PROBLEM DESCRIPTION: Only the lines below, from the one with "Query: vine stem" through the one with "the white grape.", are to be written out, exactly.

GIVEN INFORMATION:
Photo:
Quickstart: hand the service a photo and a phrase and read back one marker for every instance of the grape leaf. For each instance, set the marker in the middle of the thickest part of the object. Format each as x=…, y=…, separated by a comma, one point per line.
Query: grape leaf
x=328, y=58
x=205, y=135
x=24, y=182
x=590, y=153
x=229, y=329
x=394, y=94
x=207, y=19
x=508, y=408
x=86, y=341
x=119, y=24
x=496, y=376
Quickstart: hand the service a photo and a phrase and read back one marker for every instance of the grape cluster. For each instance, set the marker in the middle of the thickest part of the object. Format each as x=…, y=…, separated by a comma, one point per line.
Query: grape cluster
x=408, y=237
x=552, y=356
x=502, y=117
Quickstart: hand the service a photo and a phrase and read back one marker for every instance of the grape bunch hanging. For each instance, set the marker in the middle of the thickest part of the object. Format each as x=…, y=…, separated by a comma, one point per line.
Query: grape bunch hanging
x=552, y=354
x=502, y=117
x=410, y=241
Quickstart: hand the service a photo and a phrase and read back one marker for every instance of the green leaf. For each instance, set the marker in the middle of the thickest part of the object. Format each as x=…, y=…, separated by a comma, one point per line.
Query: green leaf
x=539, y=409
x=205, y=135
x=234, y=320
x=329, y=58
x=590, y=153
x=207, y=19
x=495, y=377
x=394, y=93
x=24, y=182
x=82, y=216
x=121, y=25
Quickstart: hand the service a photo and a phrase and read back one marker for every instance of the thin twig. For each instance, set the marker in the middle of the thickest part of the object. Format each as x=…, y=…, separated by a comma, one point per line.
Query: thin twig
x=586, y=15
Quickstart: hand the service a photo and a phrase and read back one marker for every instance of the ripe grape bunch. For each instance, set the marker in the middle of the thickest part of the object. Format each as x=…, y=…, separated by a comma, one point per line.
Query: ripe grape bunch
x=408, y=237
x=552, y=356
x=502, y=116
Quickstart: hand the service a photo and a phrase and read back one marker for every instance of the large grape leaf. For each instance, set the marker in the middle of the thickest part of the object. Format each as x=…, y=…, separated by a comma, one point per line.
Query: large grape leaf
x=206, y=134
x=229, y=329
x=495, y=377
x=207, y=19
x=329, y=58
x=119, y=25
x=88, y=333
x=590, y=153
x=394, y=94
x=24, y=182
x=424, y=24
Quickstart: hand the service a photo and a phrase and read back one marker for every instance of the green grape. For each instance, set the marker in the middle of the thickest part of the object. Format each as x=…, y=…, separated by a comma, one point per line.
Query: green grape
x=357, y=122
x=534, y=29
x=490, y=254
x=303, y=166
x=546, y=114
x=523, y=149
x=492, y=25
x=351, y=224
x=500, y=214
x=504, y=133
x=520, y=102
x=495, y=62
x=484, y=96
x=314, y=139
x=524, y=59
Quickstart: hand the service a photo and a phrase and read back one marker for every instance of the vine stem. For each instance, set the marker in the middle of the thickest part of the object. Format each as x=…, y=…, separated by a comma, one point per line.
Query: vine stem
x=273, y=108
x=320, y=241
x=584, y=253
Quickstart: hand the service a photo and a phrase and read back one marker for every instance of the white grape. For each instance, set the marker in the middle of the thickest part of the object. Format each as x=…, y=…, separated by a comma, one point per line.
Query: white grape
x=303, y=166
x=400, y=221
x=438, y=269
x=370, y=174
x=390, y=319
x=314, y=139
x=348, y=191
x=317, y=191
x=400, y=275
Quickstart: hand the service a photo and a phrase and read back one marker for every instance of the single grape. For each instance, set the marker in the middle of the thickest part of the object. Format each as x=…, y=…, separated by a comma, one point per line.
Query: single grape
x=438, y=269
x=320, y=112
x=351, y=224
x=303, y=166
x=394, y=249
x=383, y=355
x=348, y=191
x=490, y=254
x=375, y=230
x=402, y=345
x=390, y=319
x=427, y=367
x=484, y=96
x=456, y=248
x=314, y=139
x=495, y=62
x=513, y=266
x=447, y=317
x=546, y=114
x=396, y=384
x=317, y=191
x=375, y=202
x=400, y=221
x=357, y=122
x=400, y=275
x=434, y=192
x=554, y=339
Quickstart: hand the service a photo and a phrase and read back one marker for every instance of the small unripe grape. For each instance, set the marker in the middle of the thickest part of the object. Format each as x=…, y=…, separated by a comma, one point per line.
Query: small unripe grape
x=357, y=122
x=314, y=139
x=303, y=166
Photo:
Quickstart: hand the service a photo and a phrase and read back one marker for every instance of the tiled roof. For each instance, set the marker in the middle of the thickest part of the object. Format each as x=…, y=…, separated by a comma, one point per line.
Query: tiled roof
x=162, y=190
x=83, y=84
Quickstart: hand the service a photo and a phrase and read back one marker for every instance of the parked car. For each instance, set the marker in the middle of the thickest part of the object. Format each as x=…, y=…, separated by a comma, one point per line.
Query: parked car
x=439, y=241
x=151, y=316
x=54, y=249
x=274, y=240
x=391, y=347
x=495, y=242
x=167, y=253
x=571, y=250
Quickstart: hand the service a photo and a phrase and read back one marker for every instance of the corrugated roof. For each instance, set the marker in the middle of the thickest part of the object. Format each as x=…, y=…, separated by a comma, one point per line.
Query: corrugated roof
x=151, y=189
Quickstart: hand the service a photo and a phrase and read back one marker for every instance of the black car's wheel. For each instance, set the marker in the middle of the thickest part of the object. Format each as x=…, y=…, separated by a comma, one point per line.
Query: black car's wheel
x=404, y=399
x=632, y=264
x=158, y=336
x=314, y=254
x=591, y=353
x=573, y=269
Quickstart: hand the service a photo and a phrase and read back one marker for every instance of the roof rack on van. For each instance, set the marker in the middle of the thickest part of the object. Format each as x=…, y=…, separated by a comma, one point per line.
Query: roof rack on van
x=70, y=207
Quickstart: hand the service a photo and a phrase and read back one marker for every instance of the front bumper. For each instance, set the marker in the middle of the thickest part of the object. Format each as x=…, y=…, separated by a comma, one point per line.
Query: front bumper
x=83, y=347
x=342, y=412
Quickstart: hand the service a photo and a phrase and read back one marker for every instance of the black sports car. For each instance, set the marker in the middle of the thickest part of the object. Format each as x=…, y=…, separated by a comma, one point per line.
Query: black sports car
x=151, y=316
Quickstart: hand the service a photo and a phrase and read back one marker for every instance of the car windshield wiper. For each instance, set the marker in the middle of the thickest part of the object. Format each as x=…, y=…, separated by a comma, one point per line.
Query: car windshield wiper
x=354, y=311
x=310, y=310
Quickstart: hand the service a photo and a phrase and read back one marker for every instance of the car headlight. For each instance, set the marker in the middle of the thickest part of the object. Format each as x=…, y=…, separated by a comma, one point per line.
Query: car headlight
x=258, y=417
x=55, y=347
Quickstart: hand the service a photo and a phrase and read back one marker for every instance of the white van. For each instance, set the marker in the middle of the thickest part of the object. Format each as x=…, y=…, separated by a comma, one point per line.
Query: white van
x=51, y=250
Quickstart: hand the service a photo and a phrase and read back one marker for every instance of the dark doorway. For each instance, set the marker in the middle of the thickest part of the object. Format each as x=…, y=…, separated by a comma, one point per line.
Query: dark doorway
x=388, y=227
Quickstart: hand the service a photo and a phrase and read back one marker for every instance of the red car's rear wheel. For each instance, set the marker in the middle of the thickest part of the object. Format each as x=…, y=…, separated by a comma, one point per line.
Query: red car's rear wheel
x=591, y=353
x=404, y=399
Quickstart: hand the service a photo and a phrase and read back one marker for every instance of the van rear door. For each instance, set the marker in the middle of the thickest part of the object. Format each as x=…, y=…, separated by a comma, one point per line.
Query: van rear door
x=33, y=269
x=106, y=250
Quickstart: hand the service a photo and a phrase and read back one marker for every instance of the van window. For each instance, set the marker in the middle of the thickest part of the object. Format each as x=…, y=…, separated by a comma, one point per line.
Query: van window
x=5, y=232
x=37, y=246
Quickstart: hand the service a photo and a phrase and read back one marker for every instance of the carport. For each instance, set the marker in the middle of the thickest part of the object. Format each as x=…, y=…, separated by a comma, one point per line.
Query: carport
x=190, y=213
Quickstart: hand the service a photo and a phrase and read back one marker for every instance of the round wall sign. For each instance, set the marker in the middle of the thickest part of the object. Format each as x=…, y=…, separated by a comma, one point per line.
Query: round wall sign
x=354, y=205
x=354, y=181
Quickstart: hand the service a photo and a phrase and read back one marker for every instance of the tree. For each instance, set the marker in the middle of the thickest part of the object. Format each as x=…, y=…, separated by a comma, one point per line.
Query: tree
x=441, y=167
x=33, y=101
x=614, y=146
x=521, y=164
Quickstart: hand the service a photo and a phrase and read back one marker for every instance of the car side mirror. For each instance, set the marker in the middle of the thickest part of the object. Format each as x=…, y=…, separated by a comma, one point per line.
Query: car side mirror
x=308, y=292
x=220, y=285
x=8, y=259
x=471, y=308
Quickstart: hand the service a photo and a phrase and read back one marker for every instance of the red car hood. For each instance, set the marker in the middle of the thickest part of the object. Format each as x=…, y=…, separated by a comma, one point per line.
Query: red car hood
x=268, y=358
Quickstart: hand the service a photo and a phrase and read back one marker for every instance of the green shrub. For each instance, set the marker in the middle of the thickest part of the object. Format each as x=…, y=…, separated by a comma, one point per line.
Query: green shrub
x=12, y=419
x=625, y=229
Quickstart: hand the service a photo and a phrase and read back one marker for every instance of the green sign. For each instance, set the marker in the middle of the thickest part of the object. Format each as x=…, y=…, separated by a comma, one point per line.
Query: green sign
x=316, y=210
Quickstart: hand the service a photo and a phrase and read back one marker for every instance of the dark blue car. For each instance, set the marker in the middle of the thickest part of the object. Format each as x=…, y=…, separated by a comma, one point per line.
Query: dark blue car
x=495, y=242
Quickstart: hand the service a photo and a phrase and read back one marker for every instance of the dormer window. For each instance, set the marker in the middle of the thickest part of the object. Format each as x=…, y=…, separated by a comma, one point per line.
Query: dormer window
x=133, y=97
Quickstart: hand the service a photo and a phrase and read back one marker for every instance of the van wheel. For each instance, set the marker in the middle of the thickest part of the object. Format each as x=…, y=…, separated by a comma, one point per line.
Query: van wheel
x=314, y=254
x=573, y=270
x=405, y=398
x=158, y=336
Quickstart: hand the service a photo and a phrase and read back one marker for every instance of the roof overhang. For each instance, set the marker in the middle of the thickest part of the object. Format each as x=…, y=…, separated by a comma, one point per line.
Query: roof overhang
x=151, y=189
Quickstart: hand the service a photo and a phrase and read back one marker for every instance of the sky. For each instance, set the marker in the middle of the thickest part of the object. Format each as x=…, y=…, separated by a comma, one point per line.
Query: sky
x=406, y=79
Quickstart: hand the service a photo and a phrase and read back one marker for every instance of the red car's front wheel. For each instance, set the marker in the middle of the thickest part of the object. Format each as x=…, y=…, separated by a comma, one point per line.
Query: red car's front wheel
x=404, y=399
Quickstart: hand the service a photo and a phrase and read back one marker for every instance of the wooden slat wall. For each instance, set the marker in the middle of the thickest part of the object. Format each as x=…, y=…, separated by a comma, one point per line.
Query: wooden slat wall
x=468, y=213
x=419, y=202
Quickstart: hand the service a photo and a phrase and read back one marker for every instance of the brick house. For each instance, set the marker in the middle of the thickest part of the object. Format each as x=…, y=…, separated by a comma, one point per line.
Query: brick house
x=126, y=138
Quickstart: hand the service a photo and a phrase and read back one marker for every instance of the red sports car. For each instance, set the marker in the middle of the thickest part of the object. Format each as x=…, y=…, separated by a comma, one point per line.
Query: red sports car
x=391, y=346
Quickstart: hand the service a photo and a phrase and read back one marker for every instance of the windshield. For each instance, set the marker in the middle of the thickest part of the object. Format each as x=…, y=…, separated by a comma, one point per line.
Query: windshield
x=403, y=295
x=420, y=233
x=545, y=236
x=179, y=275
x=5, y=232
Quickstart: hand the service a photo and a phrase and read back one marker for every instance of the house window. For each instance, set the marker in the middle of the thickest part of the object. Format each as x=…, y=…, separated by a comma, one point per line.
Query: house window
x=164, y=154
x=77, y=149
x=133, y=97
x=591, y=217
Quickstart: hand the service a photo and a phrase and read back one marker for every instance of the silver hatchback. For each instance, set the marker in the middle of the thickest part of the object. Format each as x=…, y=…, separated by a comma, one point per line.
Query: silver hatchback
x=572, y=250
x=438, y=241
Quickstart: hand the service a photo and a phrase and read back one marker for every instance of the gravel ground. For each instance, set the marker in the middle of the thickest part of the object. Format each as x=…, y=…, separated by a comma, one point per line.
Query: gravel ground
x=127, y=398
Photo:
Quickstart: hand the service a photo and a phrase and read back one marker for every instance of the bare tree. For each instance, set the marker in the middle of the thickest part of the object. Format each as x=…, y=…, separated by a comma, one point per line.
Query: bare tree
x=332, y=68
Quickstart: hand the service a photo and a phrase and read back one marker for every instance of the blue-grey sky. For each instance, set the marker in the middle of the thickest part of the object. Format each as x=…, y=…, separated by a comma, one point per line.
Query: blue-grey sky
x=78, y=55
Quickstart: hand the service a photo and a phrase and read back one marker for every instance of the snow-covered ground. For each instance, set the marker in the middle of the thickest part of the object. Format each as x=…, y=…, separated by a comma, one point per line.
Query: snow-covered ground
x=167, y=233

RESPONSE AREA:
Query: vine stem
x=273, y=108
x=320, y=241
x=584, y=253
Quickstart: hand the service a photo and a phrase and read back one marker for every instance of the white grape. For each instance, set the marker in the middle of the thickest part of the object. Format each as x=…, y=…, separated by a comma, one point per line.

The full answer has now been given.